BEGIN PROVIDED TEXT
Shortest posterior intervals

@andrewgelman
In general, neither the central nor the HPD is “correct.” Both are “putting default intervals through a spin cycle.” If we want to report intervals at all, we have a choice of how to report them.

What I’m taking away from this discussion is that the proposal isn’t a different way to report posterior samples, the proposal is that a change be made to the samples before we calculate an existing summary statistic. In which case you’re not comparing like things here. What I understand your argument to be is closer to implying something like ‘we have a choice of what data points to add to the posterior samples.’

It seems like the examples that have come up are why we have model comparison methods. If this is a method for testing something, then there must be some formal justification. The initial post presents this as a software development question; wouldn’t it be better posed as a research question first?

The posterior draws are the same. The question is how to summarize them. Posterior mean, posterior median, posterior sd, posterior quantiles, central posterior interval, shortest posterior interval . . . all of these are possible. For unimodal symmetric bell-shaped distributions, it doesn’t really matter much what you report. When there are long or short tails or skewness, even then it usually doesn’t make much of a difference. But sometimes it can make a little bit of a difference.

What summaries are useful is a statistics research question. But it’s also a software development question of how to implement these summaries in a way that’s efficient in the sense of minimizing Monte Carlo error.

I don’t think there will ever be a clear formal justification for reporting one sort of posterior interval or another. I don’t think any posterior interval is the answer to any decision problem. Here I’m not thinking about model comparison or testing, I’m thinking about communication, about summarizing models that we have fit. It’s hard to formalize communication goals in a mathematical way, but communication is important.

Similarly, when to use Bayesian inference and what priors and likelihoods to use is a statistics research question. But how to get posterior draws in Stan is a software question. It can be hard to separate these.

I have been thinking about some of these issues for a while and here are some additional thoughts.

First I agree that the full posterior is definitely the best and do not suggest replacing it with a single interval. That said, I am not as good at interpreting areas under distribution curves as others I have seen who can tell where the median is from a glance. I would assume that there are others out there like me. Even for people better than me at estimating the areas, consider comparing histograms of draws from gamma(1,1) and gamma(1.1, 1) distributions. Could even the best visual estimators tell the difference based on the leftmost bar in the histogram? Yet it the first case the value of 0 is the mode and in the second place the height of the distribution is 0 at 0.

I find having some intervals along with the posterior distribution helps my understanding. There are also some cases where we may need to convey some quick information (with the plan of further exploring the full posterior later) and an interval may be appropriate to start when a full graph cannot be used (text only medium, explaining over the phone, summaries for someone who is blind, etc.).
END PROVIDED TEXT
BEGIN DATA SHOWN
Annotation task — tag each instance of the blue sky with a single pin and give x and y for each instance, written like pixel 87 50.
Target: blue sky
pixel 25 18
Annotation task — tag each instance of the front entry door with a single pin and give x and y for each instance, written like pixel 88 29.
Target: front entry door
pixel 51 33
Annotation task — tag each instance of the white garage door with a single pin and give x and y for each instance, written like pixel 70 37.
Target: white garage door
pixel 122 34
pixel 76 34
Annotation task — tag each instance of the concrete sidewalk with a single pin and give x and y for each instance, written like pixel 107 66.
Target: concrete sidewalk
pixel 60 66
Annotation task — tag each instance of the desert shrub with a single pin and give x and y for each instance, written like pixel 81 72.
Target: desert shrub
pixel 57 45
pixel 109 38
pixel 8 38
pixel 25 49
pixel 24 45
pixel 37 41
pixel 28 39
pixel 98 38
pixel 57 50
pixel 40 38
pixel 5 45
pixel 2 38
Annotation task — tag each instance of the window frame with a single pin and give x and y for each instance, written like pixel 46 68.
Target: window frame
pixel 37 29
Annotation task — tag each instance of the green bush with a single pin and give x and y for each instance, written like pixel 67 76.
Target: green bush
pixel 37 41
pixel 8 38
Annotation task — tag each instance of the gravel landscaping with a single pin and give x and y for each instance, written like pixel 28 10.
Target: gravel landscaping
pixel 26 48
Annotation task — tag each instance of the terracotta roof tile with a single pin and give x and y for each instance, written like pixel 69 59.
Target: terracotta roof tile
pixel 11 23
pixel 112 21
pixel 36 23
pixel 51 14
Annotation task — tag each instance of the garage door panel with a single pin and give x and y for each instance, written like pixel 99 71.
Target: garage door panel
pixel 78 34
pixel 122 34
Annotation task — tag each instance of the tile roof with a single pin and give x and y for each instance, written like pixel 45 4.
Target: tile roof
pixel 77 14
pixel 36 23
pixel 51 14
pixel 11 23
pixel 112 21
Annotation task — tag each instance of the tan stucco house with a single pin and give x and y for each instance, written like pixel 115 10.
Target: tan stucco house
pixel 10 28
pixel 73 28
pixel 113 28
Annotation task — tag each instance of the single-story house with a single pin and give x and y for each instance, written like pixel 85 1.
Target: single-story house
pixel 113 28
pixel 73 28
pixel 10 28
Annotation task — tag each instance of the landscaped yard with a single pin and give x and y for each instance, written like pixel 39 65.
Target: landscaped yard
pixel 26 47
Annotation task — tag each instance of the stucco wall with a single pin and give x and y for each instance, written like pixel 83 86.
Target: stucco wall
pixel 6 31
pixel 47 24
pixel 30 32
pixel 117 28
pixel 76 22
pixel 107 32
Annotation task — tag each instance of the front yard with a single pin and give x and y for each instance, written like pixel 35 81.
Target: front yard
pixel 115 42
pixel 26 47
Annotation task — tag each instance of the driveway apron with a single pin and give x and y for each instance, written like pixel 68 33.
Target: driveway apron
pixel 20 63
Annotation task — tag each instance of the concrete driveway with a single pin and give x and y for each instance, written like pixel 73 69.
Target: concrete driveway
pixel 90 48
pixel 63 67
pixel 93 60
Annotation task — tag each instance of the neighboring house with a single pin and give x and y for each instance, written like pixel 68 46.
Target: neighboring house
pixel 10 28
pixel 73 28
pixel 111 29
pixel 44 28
END DATA SHOWN
PROBLEM 1 —
Set down the passage of the posterior intervals discussion that begins at the words "What summaries are" and ends after "to separate these.".
PROBLEM 2 —
Translate this sentence from the posterior intervals discussion into Spanish: "I find having some intervals along with the posterior distribution helps my understanding."
The records were taken from a separate source.

TASK RESPONSE 1 —
What summaries are useful is a statistics research question. But it’s also a software development question of how to implement these summaries in a way that’s efficient in the sense of minimizing Monte Carlo error.

I don’t think there will ever be a clear formal justification for reporting one sort of posterior interval or another. I don’t think any posterior interval is the answer to any decision problem. Here I’m not thinking about model comparison or testing, I’m thinking about communication, about summarizing models that we have fit. It’s hard to formalize communication goals in a mathematical way, but communication is important.

Similarly, when to use Bayesian inference and what priors and likelihoods to use is a statistics research question. But how to get posterior draws in Stan is a software question. It can be hard to separate these.

TASK RESPONSE 2 —
Considero que contar con algunos intervalos junto con la distribución posterior ayuda a mi comprensión.